DATASET CONTENT:
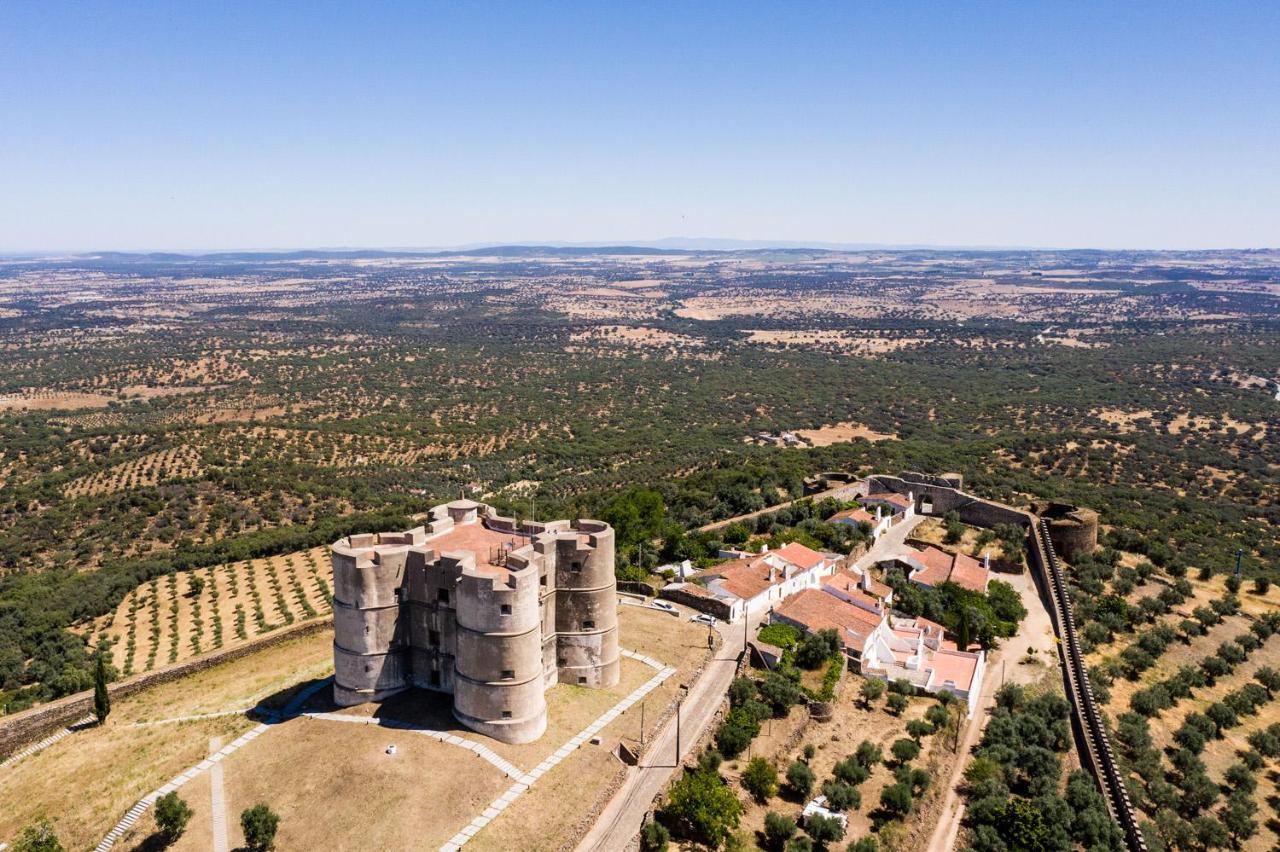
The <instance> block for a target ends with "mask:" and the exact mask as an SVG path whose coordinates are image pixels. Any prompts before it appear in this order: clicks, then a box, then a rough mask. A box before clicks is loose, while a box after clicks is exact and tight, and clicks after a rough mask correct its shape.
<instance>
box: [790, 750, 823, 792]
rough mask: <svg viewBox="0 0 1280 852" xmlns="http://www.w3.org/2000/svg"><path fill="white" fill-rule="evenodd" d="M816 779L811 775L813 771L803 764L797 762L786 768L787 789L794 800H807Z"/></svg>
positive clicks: (807, 766)
mask: <svg viewBox="0 0 1280 852" xmlns="http://www.w3.org/2000/svg"><path fill="white" fill-rule="evenodd" d="M815 780H817V777H815V775H814V774H813V770H812V769H809V765H808V764H803V762H800V761H799V760H797V761H794V762H792V764H791V765H790V766H787V787H788V788H790V789H791V792H792V793H794V794H795V797H796V798H800V800H804V798H808V797H809V793H812V792H813V783H814V782H815Z"/></svg>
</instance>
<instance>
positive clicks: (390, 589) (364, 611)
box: [332, 530, 422, 706]
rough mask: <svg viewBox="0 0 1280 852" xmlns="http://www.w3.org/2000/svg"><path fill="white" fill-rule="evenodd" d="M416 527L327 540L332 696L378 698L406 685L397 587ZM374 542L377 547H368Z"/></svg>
mask: <svg viewBox="0 0 1280 852" xmlns="http://www.w3.org/2000/svg"><path fill="white" fill-rule="evenodd" d="M421 535H422V533H421V530H416V531H413V530H411V531H408V532H404V533H384V535H381V536H351V537H349V539H347V540H344V541H339V542H338V544H335V545H333V549H332V550H333V582H334V599H333V611H334V638H333V668H334V681H333V698H334V702H335V704H337V705H338V706H352V705H356V704H364V702H365V701H379V700H381V698H384V697H387V696H390V695H394V693H396V692H399V691H401V690H403V688H404V687H406V686H408V660H407V659H406V655H404V652H403V636H402V619H401V608H399V595H398V590H399V588H401V585H402V582H403V578H404V571H406V562H407V558H408V553H410V549H408V548H410V542H412V541H413V540H415V539H421ZM374 546H379V549H378V550H374V549H372V548H374Z"/></svg>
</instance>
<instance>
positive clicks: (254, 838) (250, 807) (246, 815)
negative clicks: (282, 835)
mask: <svg viewBox="0 0 1280 852" xmlns="http://www.w3.org/2000/svg"><path fill="white" fill-rule="evenodd" d="M279 828H280V817H279V816H278V815H276V814H275V811H273V810H271V809H270V807H268V806H266V805H265V803H264V802H259V803H257V805H255V806H253V807H248V809H244V811H243V812H241V830H242V832H243V833H244V847H246V848H248V849H250V851H251V852H270V849H274V848H275V832H276V829H279Z"/></svg>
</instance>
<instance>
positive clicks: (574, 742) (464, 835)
mask: <svg viewBox="0 0 1280 852" xmlns="http://www.w3.org/2000/svg"><path fill="white" fill-rule="evenodd" d="M622 656H628V658H631V659H632V660H639V661H640V663H644V664H645V665H648V667H650V668H655V669H658V673H657V674H654V675H653V677H652V678H649V679H648V681H646V682H644V683H643V684H640V686H639V687H636V688H635V690H632V691H631V693H630V695H628V696H627V697H625V698H623V700H622V701H618V702H617V704H616V705H613V707H611V709H609V710H608V711H605V713H604V714H602V715H600V716H599V718H598V719H596V720H595V722H593V723H591V724H589V725H588V727H586V728H584V729H582V730H580V732H579V733H577V736H575V737H573V738H572V739H570V741H568V742H566V743H564V745H563V746H561V747H559V748H558V750H557V751H556V752H554V753H553V755H552V756H549V757H548V759H547V760H544V761H543V762H540V764H538V766H535V768H534V769H532V771H530V773H527V774H525V775H522V777H520V778H517V780H516V783H515V784H512V785H511V787H508V788H507V791H506V792H503V794H502V796H499V797H498V798H495V800H494V801H493V802H490V803H489V807H486V809H485V810H484V811H483V812H481V814H480V816H477V817H475V819H474V820H471V823H470V824H467V826H466V828H463V829H462V830H461V832H458V833H457V834H454V835H453V837H452V838H449V842H448V843H445V844H444V846H442V847H440V852H457V851H458V849H461V848H462V847H463V846H466V843H467V842H468V840H470V839H471V838H472V837H475V835H476V834H477V833H479V832H480V830H481V829H483V828H484V826H485V825H488V824H489V823H492V821H493V820H494V819H497V817H498V816H499V815H500V814H502V812H503V811H504V810H507V807H509V806H511V803H512V802H515V801H516V800H517V798H518V797H520V796H521V793H524V792H525V791H527V789H529V788H530V787H532V785H534V784H535V783H538V779H539V778H541V777H543V775H545V774H547V773H549V771H550V770H552V769H554V768H556V766H557V765H558V764H559V762H561V761H562V760H564V759H566V757H568V756H570V755H572V753H573V752H575V751H576V750H577V748H579V747H580V746H581V745H582V743H585V742H586V741H588V739H590V738H591V737H594V736H595V734H598V733H599V732H600V730H602V729H603V728H604V727H605V725H608V724H609V723H611V722H613V720H614V719H617V718H618V716H620V715H622V714H623V713H626V711H627V710H628V709H631V706H632V705H635V704H637V702H639V701H641V700H643V698H644V697H645V696H646V695H649V693H650V692H653V691H654V690H657V688H658V687H659V686H660V684H662V683H663V681H666V679H667V678H669V677H671V675H672V674H675V673H676V669H673V668H671V667H668V665H663V664H662V663H660V661H659V660H655V659H653V658H650V656H645V655H643V654H636V652H635V651H627V650H623V651H622Z"/></svg>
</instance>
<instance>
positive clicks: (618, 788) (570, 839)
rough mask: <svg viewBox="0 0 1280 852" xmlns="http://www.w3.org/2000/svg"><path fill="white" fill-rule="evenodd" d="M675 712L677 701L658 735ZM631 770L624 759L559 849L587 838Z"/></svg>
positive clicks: (563, 842) (639, 748)
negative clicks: (601, 815) (590, 805)
mask: <svg viewBox="0 0 1280 852" xmlns="http://www.w3.org/2000/svg"><path fill="white" fill-rule="evenodd" d="M721 643H722V640H721V637H719V633H716V645H714V646H713V647H710V649H708V650H707V654H705V655H703V661H701V663H699V664H698V668H696V669H694V670H692V672H690V673H689V675H687V677H686V678H685V682H686V683H692V682H695V681H698V678H700V677H701V675H703V670H704V669H705V668H707V664H708V663H710V661H712V656H713V655H714V654H716V651H718V650H719V647H721ZM673 715H676V702H675V701H672V702H671V704H668V705H667V709H666V710H664V711H663V713H662V714H660V715H659V716H658V719H657V720H655V722H654V725H653V730H654V736H657V733H658V732H659V730H662V727H663V725H664V724H667V720H668V719H671V718H672V716H673ZM716 722H717V720H713V724H712V725H709V727H708V730H710V732H714V728H716ZM652 745H653V738H650V739H649V741H648V742H646V743H645V745H644V746H643V747H640V748H639V750H637V751H636V764H639V762H640V760H643V759H644V756H645V755H646V753H648V752H649V746H652ZM628 770H630V766H626V765H625V764H622V761H621V760H620V761H618V769H617V770H616V771H614V773H613V775H612V777H611V778H609V780H608V783H607V784H605V785H604V788H603V789H602V791H600V792H599V794H596V797H595V802H594V803H593V805H591V807H590V809H589V810H588V812H586V814H584V815H582V817H581V819H579V820H577V823H575V824H573V832H572V833H571V834H570V837H568V839H567V840H564V842H563V843H561V844H559V852H571V849H576V848H577V844H579V843H581V842H582V838H584V837H586V833H588V832H590V830H591V828H593V826H594V825H595V824H596V821H599V819H600V814H603V812H604V809H605V807H608V806H609V801H611V800H612V798H613V797H614V796H616V794H617V792H618V791H620V789H622V785H623V784H625V783H626V780H627V774H628ZM650 810H652V809H650Z"/></svg>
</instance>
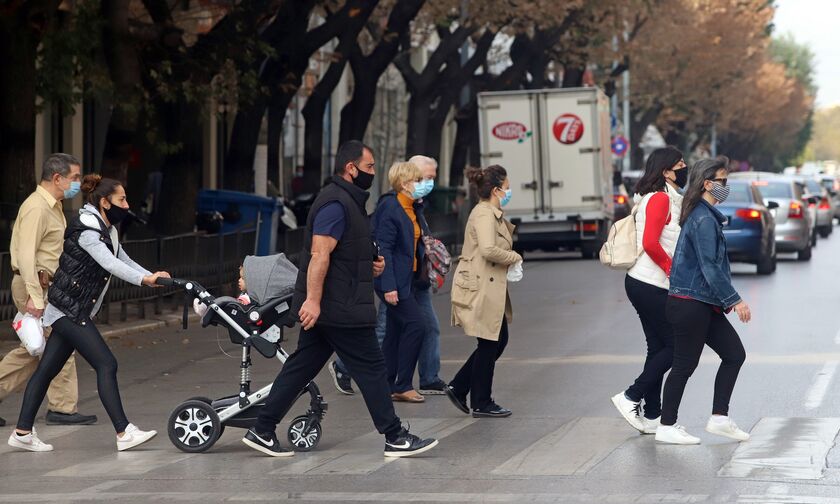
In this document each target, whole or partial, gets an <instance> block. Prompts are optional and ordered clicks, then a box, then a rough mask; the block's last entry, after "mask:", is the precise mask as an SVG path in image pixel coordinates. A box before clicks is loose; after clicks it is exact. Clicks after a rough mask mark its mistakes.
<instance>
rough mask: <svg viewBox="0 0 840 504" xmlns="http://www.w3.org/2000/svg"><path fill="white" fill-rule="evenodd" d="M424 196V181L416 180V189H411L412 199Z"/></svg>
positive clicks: (419, 198) (414, 183) (415, 188)
mask: <svg viewBox="0 0 840 504" xmlns="http://www.w3.org/2000/svg"><path fill="white" fill-rule="evenodd" d="M422 197H423V182H422V181H421V182H415V183H414V190H413V191H411V199H413V200H418V199H420V198H422Z"/></svg>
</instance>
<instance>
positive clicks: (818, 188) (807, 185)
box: [805, 180, 822, 195]
mask: <svg viewBox="0 0 840 504" xmlns="http://www.w3.org/2000/svg"><path fill="white" fill-rule="evenodd" d="M805 185H806V186H807V187H808V192H810V193H811V194H816V195H819V194H822V186H820V183H819V182H817V181H816V180H806V181H805Z"/></svg>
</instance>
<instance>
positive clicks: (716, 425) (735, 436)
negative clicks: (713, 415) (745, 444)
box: [706, 417, 750, 441]
mask: <svg viewBox="0 0 840 504" xmlns="http://www.w3.org/2000/svg"><path fill="white" fill-rule="evenodd" d="M716 418H718V419H716ZM706 432H708V433H709V434H717V435H718V436H723V437H728V438H729V439H734V440H736V441H747V440H749V439H750V435H749V434H747V433H746V432H744V431H742V430H741V429H739V428H738V426H737V425H735V422H733V421H732V420H730V418H729V417H712V418H710V419H709V422H708V423H707V424H706Z"/></svg>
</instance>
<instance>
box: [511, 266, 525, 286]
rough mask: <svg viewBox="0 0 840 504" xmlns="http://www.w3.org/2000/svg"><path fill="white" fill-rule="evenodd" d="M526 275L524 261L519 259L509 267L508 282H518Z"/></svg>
mask: <svg viewBox="0 0 840 504" xmlns="http://www.w3.org/2000/svg"><path fill="white" fill-rule="evenodd" d="M523 276H525V273H524V271H523V270H522V261H517V262H515V263H514V264H511V265H510V266H509V267H508V282H518V281H520V280H522V277H523Z"/></svg>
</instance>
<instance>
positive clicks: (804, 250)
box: [796, 244, 811, 261]
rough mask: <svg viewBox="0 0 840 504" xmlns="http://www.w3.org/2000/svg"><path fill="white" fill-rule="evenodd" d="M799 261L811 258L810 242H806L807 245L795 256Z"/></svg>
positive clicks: (806, 260) (809, 260)
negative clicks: (799, 260)
mask: <svg viewBox="0 0 840 504" xmlns="http://www.w3.org/2000/svg"><path fill="white" fill-rule="evenodd" d="M796 258H797V259H798V260H800V261H810V260H811V244H808V246H807V247H805V248H804V249H802V250H800V251H799V253H798V254H797V257H796Z"/></svg>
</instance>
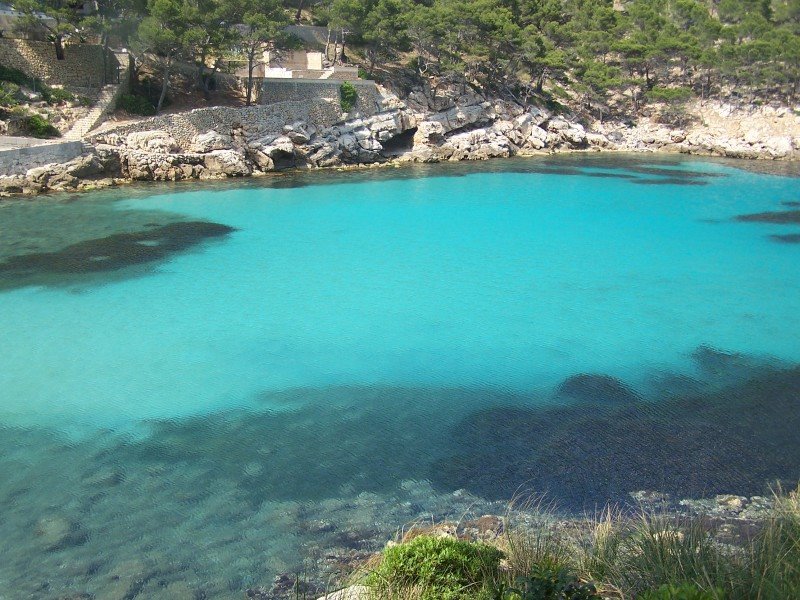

EXERCISE DIRECTIONS:
Find the word "exact" in the entries, and copy every line it shows up in.

ANSWER TO THE EXERCISE:
The <instance> block for a target ends with "mask:" and the exact mask as an SVG path whose coordinates are image pixels. Any prompts before it appear in this order: clicks, then a box, then a rough mask. A box before clicks is loose, while a box after clicks is exact and tight, and clicks after a rough mask correct its shape.
In this document each target, whole or partial, gets an <instance> block. Prompts are optional and ordered clicks, then a box, then a rough mask; the block's last entry, after "mask:", is the precise mask as an SVG path in image pixel coordinates. A box before clicks is loose; after clicks it is exact. Clicks after a rough mask mark its mistakes.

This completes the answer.